[begin Data section]

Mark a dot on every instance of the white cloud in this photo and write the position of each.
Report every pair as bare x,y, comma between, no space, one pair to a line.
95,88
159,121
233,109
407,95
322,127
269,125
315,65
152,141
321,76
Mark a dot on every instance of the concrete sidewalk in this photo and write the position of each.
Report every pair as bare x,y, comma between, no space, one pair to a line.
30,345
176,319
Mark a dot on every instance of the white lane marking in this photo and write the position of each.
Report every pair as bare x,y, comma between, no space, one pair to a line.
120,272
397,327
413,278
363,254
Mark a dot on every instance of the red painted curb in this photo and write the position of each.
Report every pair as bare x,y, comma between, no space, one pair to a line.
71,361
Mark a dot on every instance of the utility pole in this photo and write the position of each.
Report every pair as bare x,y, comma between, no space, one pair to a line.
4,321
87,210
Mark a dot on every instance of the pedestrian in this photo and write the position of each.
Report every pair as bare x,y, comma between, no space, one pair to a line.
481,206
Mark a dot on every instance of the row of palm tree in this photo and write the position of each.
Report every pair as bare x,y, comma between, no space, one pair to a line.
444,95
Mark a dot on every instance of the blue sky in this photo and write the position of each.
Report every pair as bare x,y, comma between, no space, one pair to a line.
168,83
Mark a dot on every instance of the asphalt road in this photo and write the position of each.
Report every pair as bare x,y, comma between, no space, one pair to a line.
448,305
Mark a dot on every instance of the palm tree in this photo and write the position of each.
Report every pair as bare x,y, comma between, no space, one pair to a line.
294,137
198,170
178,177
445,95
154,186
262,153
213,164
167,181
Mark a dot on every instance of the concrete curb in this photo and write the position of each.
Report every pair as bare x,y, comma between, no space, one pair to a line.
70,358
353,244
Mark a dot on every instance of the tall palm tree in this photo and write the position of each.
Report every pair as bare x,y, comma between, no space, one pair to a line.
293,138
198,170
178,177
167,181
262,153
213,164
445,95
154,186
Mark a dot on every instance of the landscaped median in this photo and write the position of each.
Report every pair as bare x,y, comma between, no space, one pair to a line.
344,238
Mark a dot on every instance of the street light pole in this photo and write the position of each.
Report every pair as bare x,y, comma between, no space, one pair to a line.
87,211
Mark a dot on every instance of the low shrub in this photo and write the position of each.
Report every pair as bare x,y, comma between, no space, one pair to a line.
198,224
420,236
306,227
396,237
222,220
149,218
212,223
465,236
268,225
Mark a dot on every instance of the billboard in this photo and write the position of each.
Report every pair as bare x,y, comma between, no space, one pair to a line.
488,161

[end Data section]

Your task: Write all of the rows above as a two-column CSV with the headers input and output, one line per row. Put each row's text in input and its answer in output, each in one quoted field with line breaks replaced by spaces.

The solution:
input,output
"Mark a dot on every instance of the white cloud in this photo and write the position of each. Report every pair as bare x,y, comma between, no space, one pair to a line.","95,88 159,121 233,109 407,95 322,127 269,125 315,65 152,141 321,76"
"Mark a dot on every instance of the concrete sidewalk in this photo and write the position of each. Report every pair as bare x,y, comma between, no space, one pair to a line.","30,345 176,319"
"Mark a dot on every instance of the white lane marking in this photo and write the position of each. Report every pair as bare x,y, comma between, no space, one pair to a line.","120,272 397,327 413,278 363,254"
"Mark a dot on every instance of the red painted curb in this photo and write the position of each. Report every pair as bare x,y, comma between, no space, one pair to a line.","71,361"
"Mark a dot on every instance of the utility pole in this photo and write the position of each. Report every pair as bare x,y, comma between, no space, one pair to a line.","4,321 87,210"
"Mark a dot on every instance of the pedestrian in this photo and write the position of each. Report every pair as bare x,y, comma between, no space, one pair to a line.","481,206"
"Mark a dot on every instance of the row of palm tree in this photo and write the position of each. Report every pair as bare x,y, comma between, no space, one pair to a line.","444,95"
"Mark a dot on every instance of the blue sky in this photo and write the position of each. Report every pair as bare x,y, comma between, no space, one pair to a line.","168,83"
"Mark a dot on every instance of the asphalt road in this photo and write the position of each. Report every pair as bare x,y, comma between, no space, one pair to a line.","448,305"
"Mark a dot on every instance of the palm tree in this photo and write the position of each. Report every pair as bare x,y, comma between, no space, one pair to a line.","294,137 198,170 178,177 445,95 154,186 262,153 213,164 167,181"
"Mark a dot on every instance of the concrete curb in this photo and write the position of each. Report every pair as bare x,y, comma between, no space, one pair to a line.","70,358 353,244"
"Mark a dot on every instance of the tall palm tree in this photo and write the position of each. Report every pair as bare x,y, comma between, no space, one pair to a line.","293,138 198,170 178,177 167,181 262,153 213,164 445,95 154,186"
"Mark a dot on every instance of the landscaped median in this photo and write the position of each. Report every pair as bare x,y, comma between, no space, one pair to a line.","344,238"
"Mark a dot on every instance of the street light pole in this photo and write the position of each. Report every pair as bare x,y, comma between, no space, one pair to a line.","87,211"
"Mark a dot on every instance of the low shrub in this photo and write the position of each. Report every pair as bare x,y, comma between, no space, one pair to a line.","198,224 420,236 306,227 396,237 222,220 149,218 212,223 465,236 268,225"
"Mark a dot on every instance of the billboard in this photo and write the position of each. Report every pair as bare x,y, comma between, no space, one pair to a line.","488,161"